## Sobre o exercício
Traduza para o inglês esta frase do texto sobre a redução da maioridade penal: "Na verdade o argumento do rebaixamento é falacioso."

## Texto do documento
Ainda entre os argumentos daqueles que pretendem reduzir a maioridade penal, está a assertiva de que a maioria dos delitos é praticada por jovens entre 16 e 18 anos, na realidade sabe-se que os mesmos servem de “laranjas” de delinqüentes adultos21. Muitas vezes junto ao adolescente esta a figura do adulto, instigando e ensinando “estas” atitudes.
Curioso é o argumento de que, cada vez mais os adultos se servem de adolescentes para a prática de crimes, e que por isso faz-se necessária à redução da idade de imputabilidade penal. Na verdade o argumento do rebaixamento é falacioso. O ECA oferece amplos mecanismos de responsabilização destes adolescentes infratores, e, o que se tem constatado, em não raras oportunidades, é que, enquanto o co-autor adolescente foi privado de liberdade, julgado e sentenciado, estando em cumprimento de medida sócio-educativa, seu parceiro imputável muitas vezes sequer teve seu processo em juízo concluído, estando freqüentemente em liberdade.

## Dados fornecidos
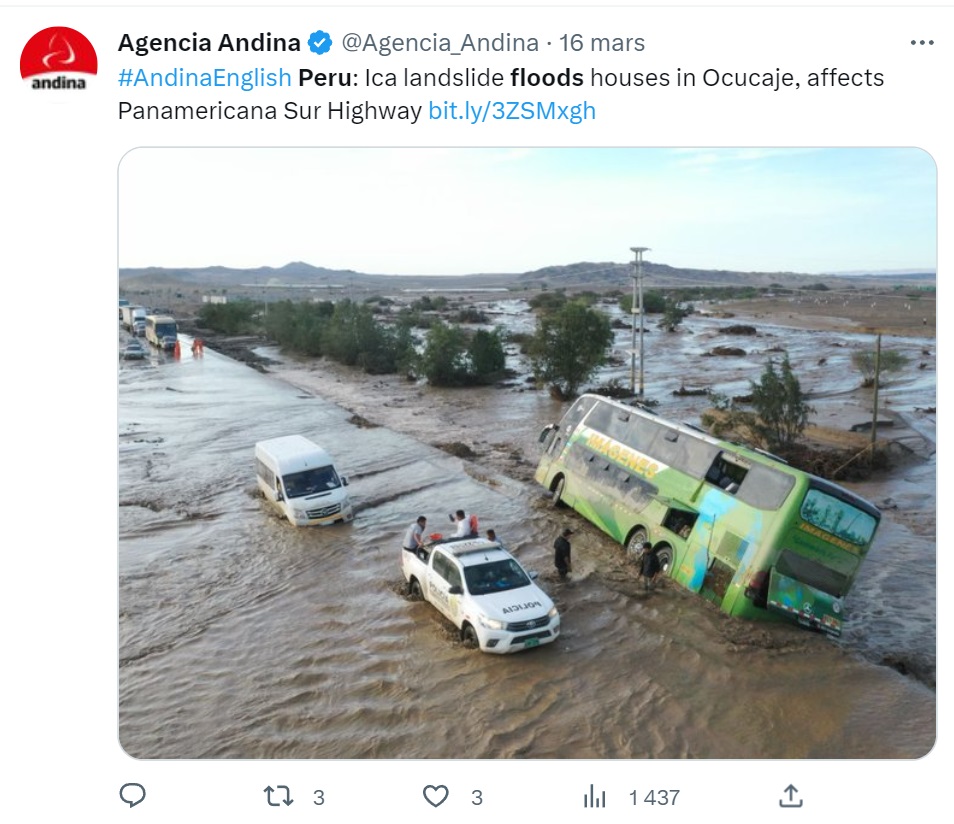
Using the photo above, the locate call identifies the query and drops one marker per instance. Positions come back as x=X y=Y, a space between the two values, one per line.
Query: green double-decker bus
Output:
x=738 y=526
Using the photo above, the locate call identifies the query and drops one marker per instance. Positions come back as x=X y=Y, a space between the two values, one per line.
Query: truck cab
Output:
x=485 y=592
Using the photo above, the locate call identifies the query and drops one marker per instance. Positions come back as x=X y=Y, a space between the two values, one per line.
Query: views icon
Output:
x=57 y=58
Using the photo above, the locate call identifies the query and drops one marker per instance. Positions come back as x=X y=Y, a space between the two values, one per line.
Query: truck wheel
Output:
x=468 y=636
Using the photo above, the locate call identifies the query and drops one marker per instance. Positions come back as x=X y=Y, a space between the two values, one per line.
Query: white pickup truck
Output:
x=485 y=592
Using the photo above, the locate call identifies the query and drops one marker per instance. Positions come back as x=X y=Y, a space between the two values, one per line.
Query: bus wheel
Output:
x=468 y=636
x=634 y=546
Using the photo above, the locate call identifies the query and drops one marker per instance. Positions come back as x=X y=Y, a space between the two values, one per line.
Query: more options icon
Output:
x=132 y=794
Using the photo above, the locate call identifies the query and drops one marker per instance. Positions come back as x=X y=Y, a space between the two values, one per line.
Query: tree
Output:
x=569 y=345
x=779 y=406
x=487 y=357
x=444 y=359
x=890 y=361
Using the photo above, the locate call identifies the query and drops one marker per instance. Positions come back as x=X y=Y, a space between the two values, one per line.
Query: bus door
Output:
x=806 y=591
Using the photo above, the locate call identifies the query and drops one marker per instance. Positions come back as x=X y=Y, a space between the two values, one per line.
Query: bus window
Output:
x=793 y=565
x=725 y=473
x=680 y=521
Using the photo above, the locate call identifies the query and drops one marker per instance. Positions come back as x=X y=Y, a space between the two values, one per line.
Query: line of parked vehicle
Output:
x=160 y=330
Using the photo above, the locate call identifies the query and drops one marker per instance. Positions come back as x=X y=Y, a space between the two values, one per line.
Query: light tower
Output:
x=637 y=284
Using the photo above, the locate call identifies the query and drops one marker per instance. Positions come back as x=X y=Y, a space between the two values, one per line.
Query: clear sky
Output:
x=462 y=211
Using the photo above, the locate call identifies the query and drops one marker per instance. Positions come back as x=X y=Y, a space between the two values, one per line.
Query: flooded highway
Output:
x=241 y=636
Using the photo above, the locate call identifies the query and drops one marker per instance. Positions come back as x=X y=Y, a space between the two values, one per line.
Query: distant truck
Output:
x=162 y=331
x=484 y=592
x=301 y=480
x=134 y=319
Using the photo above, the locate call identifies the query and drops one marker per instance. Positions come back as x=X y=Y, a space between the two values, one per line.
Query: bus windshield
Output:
x=838 y=517
x=311 y=481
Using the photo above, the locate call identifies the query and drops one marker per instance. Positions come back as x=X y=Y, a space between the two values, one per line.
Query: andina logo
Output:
x=55 y=58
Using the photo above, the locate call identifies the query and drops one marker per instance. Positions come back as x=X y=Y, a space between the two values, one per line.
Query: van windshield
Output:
x=311 y=482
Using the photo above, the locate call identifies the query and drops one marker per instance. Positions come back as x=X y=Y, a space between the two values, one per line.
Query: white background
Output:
x=61 y=159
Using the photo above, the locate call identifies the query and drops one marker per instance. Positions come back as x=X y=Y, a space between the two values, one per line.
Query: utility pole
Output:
x=637 y=305
x=874 y=419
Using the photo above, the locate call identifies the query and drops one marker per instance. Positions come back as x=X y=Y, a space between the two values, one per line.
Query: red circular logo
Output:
x=57 y=50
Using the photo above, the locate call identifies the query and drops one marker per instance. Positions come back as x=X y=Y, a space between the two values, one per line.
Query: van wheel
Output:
x=634 y=546
x=468 y=636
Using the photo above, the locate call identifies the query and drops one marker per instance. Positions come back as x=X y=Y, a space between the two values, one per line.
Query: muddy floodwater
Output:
x=241 y=636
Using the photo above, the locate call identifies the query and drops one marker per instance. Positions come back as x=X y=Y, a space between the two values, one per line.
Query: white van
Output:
x=300 y=478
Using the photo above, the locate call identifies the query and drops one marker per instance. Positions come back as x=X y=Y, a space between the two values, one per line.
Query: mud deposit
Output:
x=243 y=637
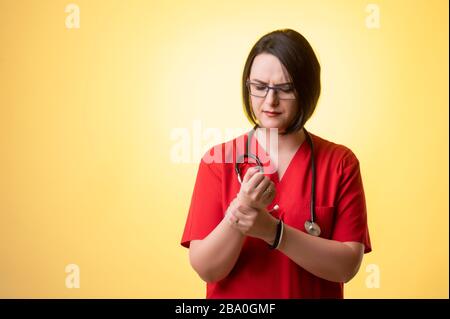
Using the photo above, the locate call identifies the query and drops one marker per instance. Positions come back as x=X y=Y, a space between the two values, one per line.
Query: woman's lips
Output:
x=271 y=114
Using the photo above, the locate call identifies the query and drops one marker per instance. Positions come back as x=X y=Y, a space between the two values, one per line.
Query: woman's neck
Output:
x=283 y=143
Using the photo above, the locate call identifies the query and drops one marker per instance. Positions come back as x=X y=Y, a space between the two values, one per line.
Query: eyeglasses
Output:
x=284 y=92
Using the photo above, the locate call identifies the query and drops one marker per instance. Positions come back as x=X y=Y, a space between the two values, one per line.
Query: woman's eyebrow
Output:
x=262 y=82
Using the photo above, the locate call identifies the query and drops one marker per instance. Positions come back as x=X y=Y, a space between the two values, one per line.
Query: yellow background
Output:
x=86 y=117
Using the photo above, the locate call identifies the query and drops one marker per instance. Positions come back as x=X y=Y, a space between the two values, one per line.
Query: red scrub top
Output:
x=261 y=272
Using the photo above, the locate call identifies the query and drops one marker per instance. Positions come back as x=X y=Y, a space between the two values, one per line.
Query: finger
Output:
x=263 y=186
x=250 y=172
x=238 y=218
x=255 y=180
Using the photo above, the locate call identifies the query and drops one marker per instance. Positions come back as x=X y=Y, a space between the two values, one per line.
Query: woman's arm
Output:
x=214 y=256
x=328 y=259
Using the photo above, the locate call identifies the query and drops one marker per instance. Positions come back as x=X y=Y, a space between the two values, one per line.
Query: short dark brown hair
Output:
x=297 y=56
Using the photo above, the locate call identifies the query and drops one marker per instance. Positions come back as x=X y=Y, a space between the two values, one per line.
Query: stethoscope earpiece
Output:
x=310 y=226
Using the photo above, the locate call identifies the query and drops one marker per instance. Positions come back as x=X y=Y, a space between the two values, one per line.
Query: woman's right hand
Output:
x=257 y=190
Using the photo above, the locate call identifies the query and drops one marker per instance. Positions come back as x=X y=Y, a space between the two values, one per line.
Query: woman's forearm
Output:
x=327 y=259
x=215 y=256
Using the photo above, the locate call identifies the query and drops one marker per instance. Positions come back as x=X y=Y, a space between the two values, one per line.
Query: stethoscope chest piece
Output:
x=312 y=228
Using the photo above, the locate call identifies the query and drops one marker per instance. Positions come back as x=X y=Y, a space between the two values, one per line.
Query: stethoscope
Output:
x=310 y=225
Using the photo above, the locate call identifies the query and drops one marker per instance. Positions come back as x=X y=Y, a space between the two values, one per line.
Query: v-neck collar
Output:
x=269 y=167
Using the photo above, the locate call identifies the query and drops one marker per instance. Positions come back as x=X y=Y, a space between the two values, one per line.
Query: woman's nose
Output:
x=272 y=98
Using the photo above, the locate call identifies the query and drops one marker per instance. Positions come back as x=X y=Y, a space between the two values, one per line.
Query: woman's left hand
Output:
x=254 y=222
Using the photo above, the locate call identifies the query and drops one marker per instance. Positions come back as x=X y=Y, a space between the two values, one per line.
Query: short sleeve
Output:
x=351 y=215
x=205 y=211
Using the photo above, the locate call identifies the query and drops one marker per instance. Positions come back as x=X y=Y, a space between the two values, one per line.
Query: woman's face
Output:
x=271 y=111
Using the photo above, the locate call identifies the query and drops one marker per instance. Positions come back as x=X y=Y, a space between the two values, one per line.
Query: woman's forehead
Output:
x=268 y=68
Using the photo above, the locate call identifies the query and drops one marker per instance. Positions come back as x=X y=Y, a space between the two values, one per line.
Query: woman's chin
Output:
x=271 y=124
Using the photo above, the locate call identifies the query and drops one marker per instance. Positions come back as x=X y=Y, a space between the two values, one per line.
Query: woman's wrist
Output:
x=271 y=232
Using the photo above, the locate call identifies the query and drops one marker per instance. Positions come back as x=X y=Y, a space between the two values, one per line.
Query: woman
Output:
x=296 y=226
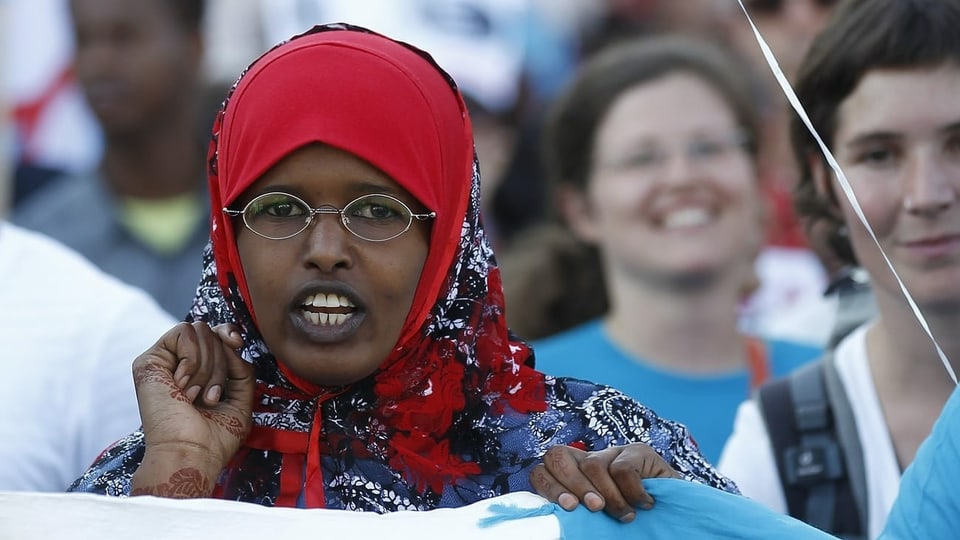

## Resposta
In fact, the argument for lowering the age is fallacious.